### Requirement
The printed result should hold only the lines from the opening of the data through the line bearing "the woman's face", exactly as given and without pictures.

### Input data
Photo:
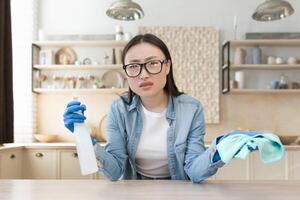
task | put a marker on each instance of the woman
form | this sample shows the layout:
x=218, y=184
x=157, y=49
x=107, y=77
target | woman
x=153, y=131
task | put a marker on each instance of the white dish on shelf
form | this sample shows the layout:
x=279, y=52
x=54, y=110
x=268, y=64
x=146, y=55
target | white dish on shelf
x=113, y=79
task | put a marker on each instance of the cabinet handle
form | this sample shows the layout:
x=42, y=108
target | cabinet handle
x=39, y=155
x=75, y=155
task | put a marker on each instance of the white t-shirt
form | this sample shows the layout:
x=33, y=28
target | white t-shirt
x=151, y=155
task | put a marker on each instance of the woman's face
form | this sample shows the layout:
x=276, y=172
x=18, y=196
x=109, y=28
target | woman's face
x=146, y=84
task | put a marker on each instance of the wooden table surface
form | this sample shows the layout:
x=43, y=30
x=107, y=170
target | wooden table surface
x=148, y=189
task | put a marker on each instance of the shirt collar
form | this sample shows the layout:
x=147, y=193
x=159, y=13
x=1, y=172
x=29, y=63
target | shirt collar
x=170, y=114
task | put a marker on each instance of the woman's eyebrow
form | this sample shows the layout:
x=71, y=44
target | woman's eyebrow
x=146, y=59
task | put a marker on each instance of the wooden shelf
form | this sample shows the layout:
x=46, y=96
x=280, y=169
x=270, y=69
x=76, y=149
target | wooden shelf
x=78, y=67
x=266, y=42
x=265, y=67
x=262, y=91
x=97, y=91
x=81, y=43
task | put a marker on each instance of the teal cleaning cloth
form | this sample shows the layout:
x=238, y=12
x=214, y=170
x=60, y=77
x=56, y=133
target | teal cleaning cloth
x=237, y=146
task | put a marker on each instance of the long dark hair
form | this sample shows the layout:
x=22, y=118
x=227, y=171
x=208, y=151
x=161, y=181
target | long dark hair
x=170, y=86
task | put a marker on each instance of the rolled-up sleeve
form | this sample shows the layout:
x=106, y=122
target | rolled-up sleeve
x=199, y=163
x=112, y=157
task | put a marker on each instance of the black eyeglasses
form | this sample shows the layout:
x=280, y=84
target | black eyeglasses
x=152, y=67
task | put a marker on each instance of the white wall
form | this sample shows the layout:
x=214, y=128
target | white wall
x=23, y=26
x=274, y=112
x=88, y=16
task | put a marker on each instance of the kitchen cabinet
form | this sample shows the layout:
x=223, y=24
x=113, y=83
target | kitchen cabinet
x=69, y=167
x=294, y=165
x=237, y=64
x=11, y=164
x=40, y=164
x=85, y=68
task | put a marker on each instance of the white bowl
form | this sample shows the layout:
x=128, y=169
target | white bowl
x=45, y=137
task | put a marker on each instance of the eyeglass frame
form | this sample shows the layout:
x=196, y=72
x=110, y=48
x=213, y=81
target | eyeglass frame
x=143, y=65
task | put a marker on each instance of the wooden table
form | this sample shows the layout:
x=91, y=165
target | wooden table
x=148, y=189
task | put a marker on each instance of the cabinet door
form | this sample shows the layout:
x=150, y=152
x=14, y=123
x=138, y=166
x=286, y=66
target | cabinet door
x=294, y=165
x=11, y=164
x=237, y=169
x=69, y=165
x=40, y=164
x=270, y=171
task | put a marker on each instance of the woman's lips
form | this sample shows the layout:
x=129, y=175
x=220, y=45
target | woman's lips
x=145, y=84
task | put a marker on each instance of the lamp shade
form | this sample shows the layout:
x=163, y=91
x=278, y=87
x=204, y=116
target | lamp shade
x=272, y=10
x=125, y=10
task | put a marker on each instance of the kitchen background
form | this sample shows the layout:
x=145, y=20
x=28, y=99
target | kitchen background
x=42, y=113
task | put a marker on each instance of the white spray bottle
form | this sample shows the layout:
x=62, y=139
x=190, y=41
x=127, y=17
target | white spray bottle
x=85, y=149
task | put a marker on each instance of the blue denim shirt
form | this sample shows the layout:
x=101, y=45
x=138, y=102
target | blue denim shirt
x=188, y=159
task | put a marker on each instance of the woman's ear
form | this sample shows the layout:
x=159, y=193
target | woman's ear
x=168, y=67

### Exercise result
Photo:
task | put a marker on each instance of the woman
form | this sample shows the layout:
x=218, y=184
x=157, y=49
x=107, y=77
target | woman
x=153, y=131
task | put a marker on each instance of the white dish on shelf
form | this sample shows the layout:
x=279, y=52
x=54, y=110
x=268, y=64
x=146, y=55
target | white dish on shelf
x=113, y=79
task | put a marker on each instance of the cabinet handle
form | this sample shows the layout:
x=42, y=108
target | cabinet handle
x=39, y=155
x=75, y=155
task | put a marker on each instance of the white t-shirt
form | this sample shows the layout:
x=33, y=28
target | white t-shirt
x=151, y=155
task | put a marker on each instance of the woman's face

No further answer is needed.